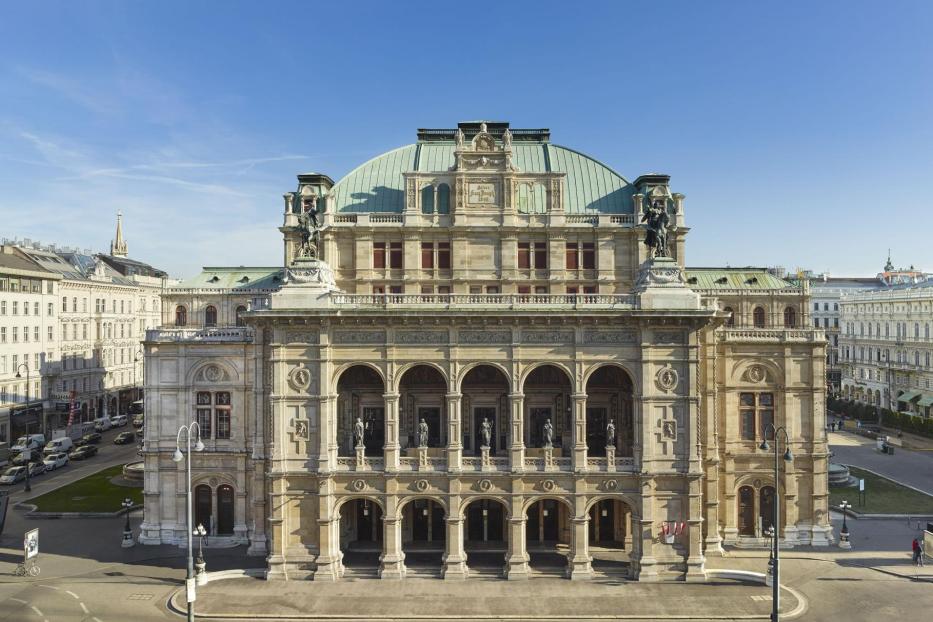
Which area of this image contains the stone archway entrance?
[525,499,573,576]
[463,499,509,576]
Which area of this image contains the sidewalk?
[173,578,798,620]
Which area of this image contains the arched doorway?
[525,499,573,576]
[463,499,509,576]
[340,498,385,576]
[399,365,448,457]
[522,365,573,458]
[738,486,755,537]
[460,365,509,456]
[194,484,214,535]
[586,365,635,457]
[587,498,632,578]
[400,498,447,577]
[217,484,234,536]
[337,365,386,456]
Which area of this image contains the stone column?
[382,393,399,472]
[570,393,586,472]
[567,514,593,581]
[379,516,405,579]
[441,516,469,579]
[509,393,525,472]
[505,516,529,581]
[446,393,463,473]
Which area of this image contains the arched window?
[194,484,213,533]
[723,307,735,326]
[437,184,450,214]
[217,484,233,536]
[204,305,217,326]
[421,185,434,214]
[752,307,765,328]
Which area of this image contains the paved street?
[829,431,933,494]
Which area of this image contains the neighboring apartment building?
[140,123,832,581]
[839,281,933,417]
[0,246,61,443]
[4,215,166,431]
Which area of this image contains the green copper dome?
[332,130,635,214]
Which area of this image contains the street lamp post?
[759,423,794,622]
[172,421,204,622]
[16,363,32,492]
[120,497,135,549]
[839,499,852,549]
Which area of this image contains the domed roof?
[332,130,635,214]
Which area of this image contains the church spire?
[110,212,127,257]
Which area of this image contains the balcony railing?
[146,326,253,343]
[333,294,636,309]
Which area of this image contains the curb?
[166,568,807,622]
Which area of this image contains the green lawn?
[829,467,933,514]
[29,464,143,512]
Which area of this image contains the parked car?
[68,445,97,460]
[75,432,103,447]
[42,436,74,455]
[113,432,136,445]
[42,453,68,471]
[0,467,26,486]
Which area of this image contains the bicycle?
[13,560,40,577]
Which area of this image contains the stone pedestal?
[634,257,701,310]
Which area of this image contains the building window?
[752,307,765,328]
[205,305,217,328]
[421,242,434,270]
[373,242,386,270]
[739,393,774,441]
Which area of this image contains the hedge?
[826,397,933,438]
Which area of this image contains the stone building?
[140,123,831,581]
[839,281,933,417]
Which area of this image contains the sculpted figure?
[480,417,492,447]
[641,197,670,257]
[418,419,428,447]
[544,419,554,447]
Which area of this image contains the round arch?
[330,361,388,390]
[582,361,636,391]
[456,361,514,393]
[518,361,578,393]
[392,361,450,393]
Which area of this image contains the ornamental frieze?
[583,330,638,345]
[333,330,386,345]
[459,330,512,344]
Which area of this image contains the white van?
[42,436,74,455]
[10,434,45,452]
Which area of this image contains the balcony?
[333,294,636,312]
[146,326,253,343]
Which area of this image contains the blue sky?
[0,0,933,276]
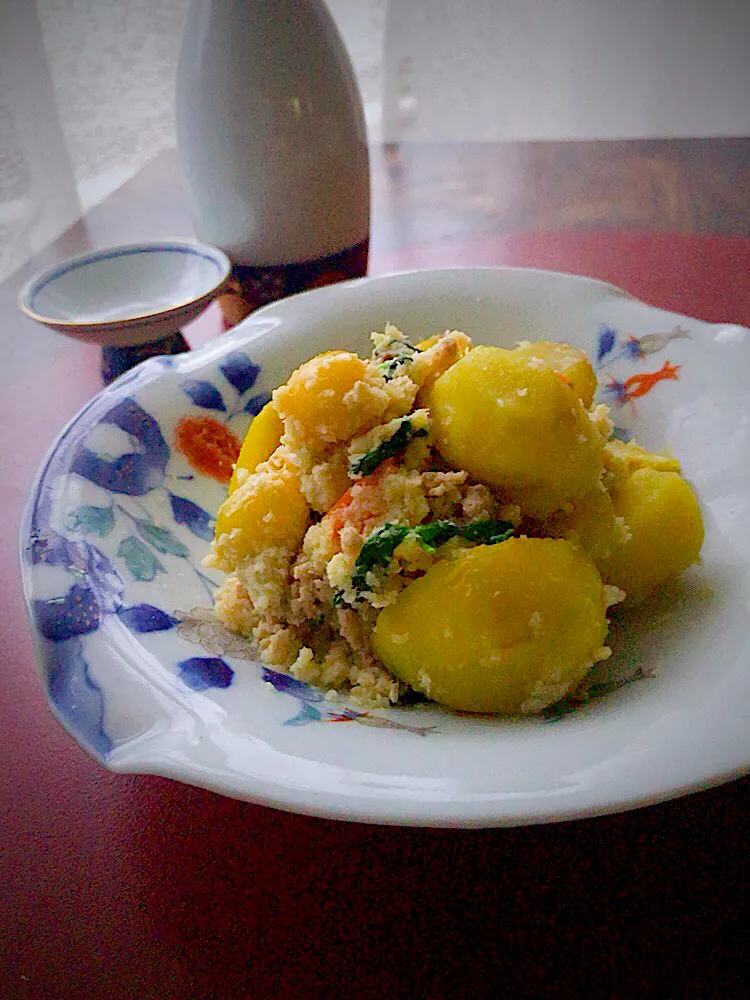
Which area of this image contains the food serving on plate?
[201,325,703,715]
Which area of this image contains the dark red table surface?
[0,145,750,1000]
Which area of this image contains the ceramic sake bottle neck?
[176,0,370,266]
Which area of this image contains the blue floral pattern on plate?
[19,325,700,758]
[23,351,268,758]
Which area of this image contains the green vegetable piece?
[461,518,515,545]
[349,419,427,476]
[412,521,461,553]
[352,522,409,591]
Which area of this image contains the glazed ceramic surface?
[175,0,370,266]
[21,269,750,826]
[18,240,231,346]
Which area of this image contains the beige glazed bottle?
[176,0,370,325]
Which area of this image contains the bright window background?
[0,0,750,278]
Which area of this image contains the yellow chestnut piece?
[543,487,625,572]
[229,403,284,493]
[213,448,310,573]
[513,340,596,409]
[601,466,704,602]
[373,538,607,715]
[273,351,388,443]
[429,347,603,518]
[602,439,680,484]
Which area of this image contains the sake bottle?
[176,0,370,325]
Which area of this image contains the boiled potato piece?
[601,466,704,602]
[429,347,603,518]
[373,538,607,715]
[212,448,310,573]
[273,351,388,443]
[229,403,284,493]
[513,340,596,409]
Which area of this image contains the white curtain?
[0,0,750,278]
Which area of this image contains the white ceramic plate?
[22,269,750,826]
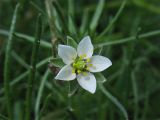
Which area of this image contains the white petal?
[77,72,96,94]
[88,55,112,72]
[77,36,93,58]
[55,65,76,81]
[58,45,77,64]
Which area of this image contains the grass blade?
[35,69,50,120]
[4,4,20,120]
[97,0,127,39]
[95,30,160,48]
[0,29,52,49]
[90,0,105,33]
[99,83,128,120]
[26,15,42,120]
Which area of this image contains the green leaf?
[68,15,77,35]
[95,73,107,83]
[97,0,127,39]
[99,83,128,120]
[50,58,65,68]
[67,36,77,48]
[90,0,105,32]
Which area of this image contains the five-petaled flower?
[55,36,112,94]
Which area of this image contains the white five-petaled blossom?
[55,36,112,94]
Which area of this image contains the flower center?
[73,59,86,70]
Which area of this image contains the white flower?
[55,36,112,93]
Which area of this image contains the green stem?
[25,15,42,120]
[4,4,20,120]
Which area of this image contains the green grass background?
[0,0,160,120]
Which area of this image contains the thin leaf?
[97,0,127,39]
[35,69,50,120]
[0,29,52,49]
[90,0,105,32]
[95,30,160,48]
[25,14,42,120]
[4,4,20,120]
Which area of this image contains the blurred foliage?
[0,0,160,120]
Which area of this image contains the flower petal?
[77,36,93,58]
[88,55,112,72]
[55,65,76,81]
[77,72,96,94]
[58,45,77,64]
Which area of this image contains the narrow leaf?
[50,58,65,68]
[90,0,105,32]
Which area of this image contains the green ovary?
[73,60,86,70]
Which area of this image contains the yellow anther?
[87,58,91,62]
[77,70,81,74]
[72,69,75,73]
[73,63,76,67]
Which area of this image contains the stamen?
[87,58,91,62]
[87,64,93,67]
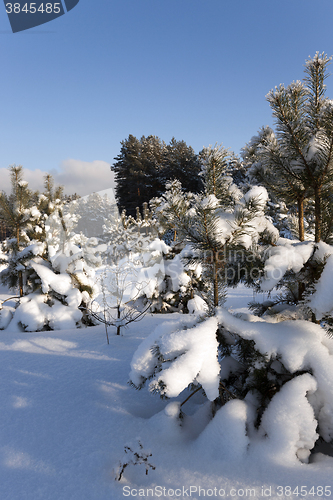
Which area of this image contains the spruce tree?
[0,165,32,297]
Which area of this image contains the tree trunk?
[297,196,304,241]
[315,186,321,243]
[16,225,23,297]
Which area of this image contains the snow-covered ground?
[0,288,333,500]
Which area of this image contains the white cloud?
[0,159,115,196]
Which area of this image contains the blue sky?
[0,0,333,194]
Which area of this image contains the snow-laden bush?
[130,308,333,463]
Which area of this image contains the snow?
[261,238,314,292]
[0,288,333,500]
[218,308,333,442]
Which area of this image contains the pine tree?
[0,165,32,297]
[261,52,333,243]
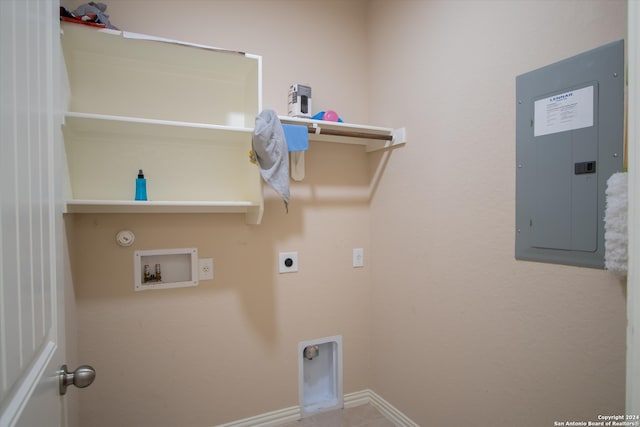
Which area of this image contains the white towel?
[251,110,290,212]
[604,173,629,276]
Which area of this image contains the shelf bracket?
[366,128,407,153]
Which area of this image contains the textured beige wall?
[62,0,371,427]
[369,0,626,427]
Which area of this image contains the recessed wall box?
[133,248,198,291]
[288,84,312,117]
[515,40,624,268]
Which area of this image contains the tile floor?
[282,405,395,427]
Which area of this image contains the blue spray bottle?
[136,169,147,200]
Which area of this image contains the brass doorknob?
[58,365,96,395]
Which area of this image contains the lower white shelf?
[65,200,264,224]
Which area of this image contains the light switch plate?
[353,248,364,267]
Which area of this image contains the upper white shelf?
[279,116,407,152]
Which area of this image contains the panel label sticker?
[533,86,593,136]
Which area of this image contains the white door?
[0,0,72,427]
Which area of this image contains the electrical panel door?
[515,40,624,268]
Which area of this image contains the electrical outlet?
[353,248,364,267]
[198,258,213,280]
[278,252,298,273]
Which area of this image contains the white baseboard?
[216,389,420,427]
[214,404,302,427]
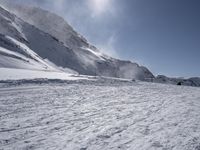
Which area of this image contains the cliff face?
[0,5,154,80]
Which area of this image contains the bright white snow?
[0,81,200,150]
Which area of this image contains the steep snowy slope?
[0,34,55,70]
[0,5,154,80]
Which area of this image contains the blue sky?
[4,0,200,77]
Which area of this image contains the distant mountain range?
[0,2,200,86]
[0,4,154,80]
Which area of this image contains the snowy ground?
[0,81,200,150]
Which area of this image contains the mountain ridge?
[1,3,154,80]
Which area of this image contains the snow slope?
[1,3,154,80]
[0,81,200,150]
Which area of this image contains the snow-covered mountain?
[0,2,154,80]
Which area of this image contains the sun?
[88,0,112,15]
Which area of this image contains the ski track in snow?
[0,82,200,150]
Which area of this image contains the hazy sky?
[3,0,200,77]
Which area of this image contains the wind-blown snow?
[0,81,200,150]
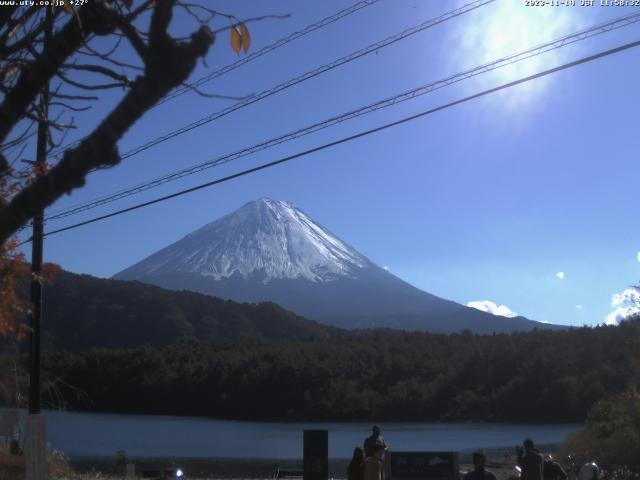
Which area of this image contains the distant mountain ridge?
[113,198,554,333]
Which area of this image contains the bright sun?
[454,0,583,106]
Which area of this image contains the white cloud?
[604,288,640,325]
[467,300,518,317]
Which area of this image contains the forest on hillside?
[27,319,640,422]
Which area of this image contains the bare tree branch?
[63,63,131,86]
[0,0,120,142]
[0,0,214,243]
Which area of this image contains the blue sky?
[17,0,640,325]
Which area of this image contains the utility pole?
[25,7,53,480]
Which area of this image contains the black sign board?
[302,430,329,480]
[389,452,460,480]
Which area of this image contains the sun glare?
[453,0,583,107]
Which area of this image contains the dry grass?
[0,445,75,480]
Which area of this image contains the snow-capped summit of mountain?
[116,198,373,283]
[114,198,560,333]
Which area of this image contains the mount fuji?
[113,198,553,333]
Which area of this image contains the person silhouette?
[464,450,496,480]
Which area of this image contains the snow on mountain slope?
[114,198,374,283]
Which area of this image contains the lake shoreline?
[69,444,558,479]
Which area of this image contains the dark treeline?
[39,271,338,351]
[44,320,640,422]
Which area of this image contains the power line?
[47,0,380,156]
[47,12,640,220]
[156,0,380,106]
[21,40,640,245]
[53,0,495,167]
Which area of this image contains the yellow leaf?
[231,26,242,54]
[240,23,251,53]
[62,1,75,15]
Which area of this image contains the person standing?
[516,438,544,480]
[364,425,389,462]
[542,455,567,480]
[363,444,384,480]
[464,450,496,480]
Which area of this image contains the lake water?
[17,411,580,459]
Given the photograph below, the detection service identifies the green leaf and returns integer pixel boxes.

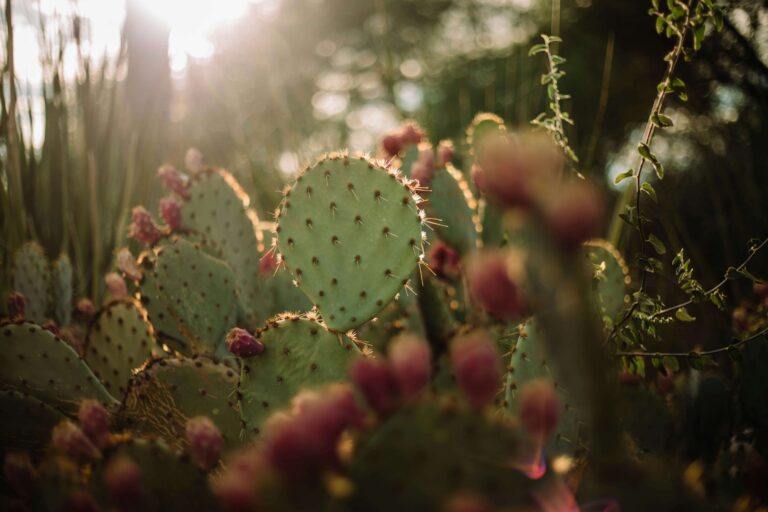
[675,307,696,322]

....................

AIM OF THE EXERCISE »
Can you copy the stretch of material above, from the line containing "Which area of this image contains the snow slope?" through the line containing "[0,0,214,243]", character for character, with the pictures left out?

COMPLETE RESPONSE »
Which area of this image contains the snow slope?
[1,3,154,80]
[0,81,200,150]
Which area of this image contains the snow-covered mountain?
[0,2,154,80]
Which area of this image contains the sun?
[88,0,112,15]
Which area of this image contains the ski track in snow?
[0,82,200,150]
Which area of this image contains the hazy sky?
[3,0,200,77]
Which area of this image contains the wind-blown snow?
[0,81,200,150]
Which area of this image contains the distant mountain ridge?
[113,198,554,333]
Which area of this image contains the bright sun?
[454,0,583,106]
Which area of this image contains the white cloud?
[604,288,640,325]
[467,300,518,317]
Which area of this image contains the forest on hillside?
[27,319,640,422]
Which area of this image contains the bare tree branch?
[63,63,131,86]
[0,0,120,142]
[0,0,214,243]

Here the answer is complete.